Assignment:
Extend the account of the cashier's gift of earrings from its last sentence.

Text block:
I had just finished making my purchase at Office Depot and complimented the young cashier on her earrings. I asked if she had made them. She hadn’t, and she told me where she bought them.

“Are they something you would wear?” she asked.

“I would.”

“I have been waiting for you,” she said. “Stay right there.”

She bent down, retrieved a package from the shelf beneath the counter and handed it to me.

I thanked her and walked out of the store with my gift—a small bag containing the same earrings she was wearing and a card with “Thank you” printed on the front and this handwritten message on the inside:

A kind gesture can reach a wound that only compassion can heal. -Steve Maraboli.

Pass the kindness on. The world could use it.

She had drawn two hearts on the card and signed her name.

Since that encounter, I keep thinking of her intentionality and thoughtfulness. I am amazed at how planful she was in her act of kindness. It was only random in the sense of her having no idea who would receive it.

That encounter reminded me of a woman I met years ago after her one-woman show performed in a small chapel at my university. I had approached her to thank her for her presentation and we discovered we had both lived in l’Arche communities.

She shared that she decided to move to l’Arche after meeting a man from my community who was visiting her college for a weekend workshop designed for students to learn about l’Arche. She said that Ross had walked right up to her, lightly touched her arm and said, “I have been looking for you.” She knew in that instant that she was supposed to live in l’Arche.

Data extract:
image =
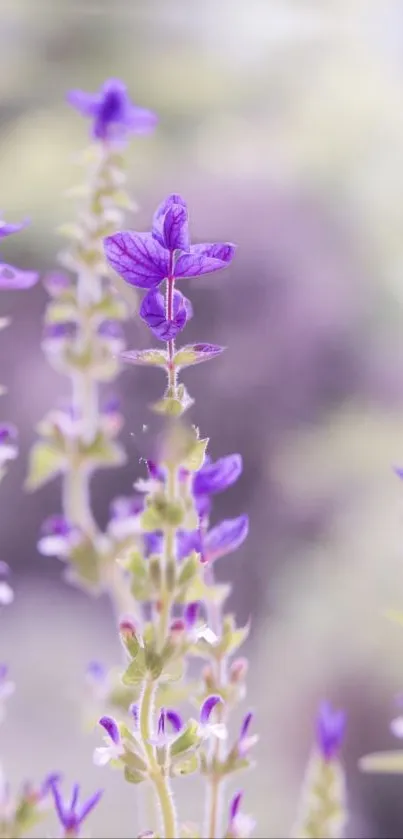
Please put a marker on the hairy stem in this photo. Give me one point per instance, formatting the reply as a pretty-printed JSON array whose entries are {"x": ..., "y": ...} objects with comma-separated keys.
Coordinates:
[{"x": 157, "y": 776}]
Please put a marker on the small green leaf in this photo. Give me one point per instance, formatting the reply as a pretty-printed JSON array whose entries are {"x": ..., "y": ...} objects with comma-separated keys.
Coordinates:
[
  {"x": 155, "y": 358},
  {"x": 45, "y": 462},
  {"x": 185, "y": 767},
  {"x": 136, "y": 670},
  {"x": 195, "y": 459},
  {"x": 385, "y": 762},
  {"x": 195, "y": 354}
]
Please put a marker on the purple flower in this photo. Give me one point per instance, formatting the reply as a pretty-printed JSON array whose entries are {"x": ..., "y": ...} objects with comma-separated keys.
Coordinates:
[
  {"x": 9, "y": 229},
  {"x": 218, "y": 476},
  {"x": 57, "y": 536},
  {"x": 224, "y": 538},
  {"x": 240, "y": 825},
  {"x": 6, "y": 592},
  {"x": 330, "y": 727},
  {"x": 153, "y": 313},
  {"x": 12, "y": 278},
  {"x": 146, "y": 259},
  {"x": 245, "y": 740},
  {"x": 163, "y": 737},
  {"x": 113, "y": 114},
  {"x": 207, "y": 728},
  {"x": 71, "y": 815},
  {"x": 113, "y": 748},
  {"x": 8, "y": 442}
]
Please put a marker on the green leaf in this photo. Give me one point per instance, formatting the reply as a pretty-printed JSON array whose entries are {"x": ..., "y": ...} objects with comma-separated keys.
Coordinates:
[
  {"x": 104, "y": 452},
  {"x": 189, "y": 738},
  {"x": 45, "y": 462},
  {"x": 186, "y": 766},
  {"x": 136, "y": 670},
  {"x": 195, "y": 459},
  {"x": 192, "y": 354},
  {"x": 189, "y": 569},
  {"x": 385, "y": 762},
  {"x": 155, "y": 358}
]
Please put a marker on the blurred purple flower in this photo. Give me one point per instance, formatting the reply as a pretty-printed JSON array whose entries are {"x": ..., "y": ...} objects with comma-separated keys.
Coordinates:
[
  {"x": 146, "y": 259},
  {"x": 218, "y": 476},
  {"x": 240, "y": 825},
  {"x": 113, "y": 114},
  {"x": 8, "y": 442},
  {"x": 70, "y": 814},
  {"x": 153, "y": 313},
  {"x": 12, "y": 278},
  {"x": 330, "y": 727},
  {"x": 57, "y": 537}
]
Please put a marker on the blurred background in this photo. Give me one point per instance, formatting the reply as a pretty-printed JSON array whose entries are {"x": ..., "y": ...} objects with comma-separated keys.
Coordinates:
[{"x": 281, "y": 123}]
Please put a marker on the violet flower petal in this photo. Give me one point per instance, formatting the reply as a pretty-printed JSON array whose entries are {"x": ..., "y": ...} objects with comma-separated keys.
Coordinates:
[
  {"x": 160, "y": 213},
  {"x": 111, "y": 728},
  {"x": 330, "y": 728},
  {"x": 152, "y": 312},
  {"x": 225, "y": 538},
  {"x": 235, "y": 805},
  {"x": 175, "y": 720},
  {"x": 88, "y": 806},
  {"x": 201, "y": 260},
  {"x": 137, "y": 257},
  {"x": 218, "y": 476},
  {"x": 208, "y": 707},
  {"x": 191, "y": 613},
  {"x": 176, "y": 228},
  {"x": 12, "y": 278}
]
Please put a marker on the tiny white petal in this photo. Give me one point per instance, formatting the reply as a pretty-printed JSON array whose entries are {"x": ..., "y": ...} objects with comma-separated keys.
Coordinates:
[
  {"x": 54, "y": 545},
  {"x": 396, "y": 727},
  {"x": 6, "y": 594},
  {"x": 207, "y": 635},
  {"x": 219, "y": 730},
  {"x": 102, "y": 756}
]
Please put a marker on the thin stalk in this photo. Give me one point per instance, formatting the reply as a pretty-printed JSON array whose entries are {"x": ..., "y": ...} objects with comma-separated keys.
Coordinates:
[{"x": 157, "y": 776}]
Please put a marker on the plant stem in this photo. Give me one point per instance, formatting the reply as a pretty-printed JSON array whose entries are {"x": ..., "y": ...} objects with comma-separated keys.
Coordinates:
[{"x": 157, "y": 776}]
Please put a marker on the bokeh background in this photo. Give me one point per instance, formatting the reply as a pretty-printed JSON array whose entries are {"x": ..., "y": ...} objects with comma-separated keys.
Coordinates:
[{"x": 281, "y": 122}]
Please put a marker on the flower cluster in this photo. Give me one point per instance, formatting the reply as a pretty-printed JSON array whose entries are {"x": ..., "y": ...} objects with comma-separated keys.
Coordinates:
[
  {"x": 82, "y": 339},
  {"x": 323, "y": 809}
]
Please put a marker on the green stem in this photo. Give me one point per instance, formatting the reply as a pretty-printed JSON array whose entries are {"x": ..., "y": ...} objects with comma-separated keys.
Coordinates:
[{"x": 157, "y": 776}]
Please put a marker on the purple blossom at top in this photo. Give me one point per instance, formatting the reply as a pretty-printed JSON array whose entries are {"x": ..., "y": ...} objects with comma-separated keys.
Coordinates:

Response area:
I didn’t tell her that Ross did that to many people, because it did not really matter. What mattered was that she was the one who was open to hearing his message; she was the one who responded to the invitation.

How many of us are waiting for someone to choose us to hear a certain message or receive a gift? How many of us are waiting for an invitation?

Conversely, how can we be instruments of change by acknowledging someone, by inviting others to see in new ways or by acts of kindness?

After I had met the woman from l’Arche, I often thought about how Ross knew which people to approach. I wondered if he had an intuition that certain people were waiting to be asked.

Now I can see that we are all waiting, even if we don’t know it.

I walked into that store with a list of things I needed to buy; I walked out with a deeper understanding of generosity.

I was deeply moved by that young woman’s act of kindness, and I find myself telling this story with a sense of wonder.

Have you had similar experiences? The world could use more kindness, so please share your stories.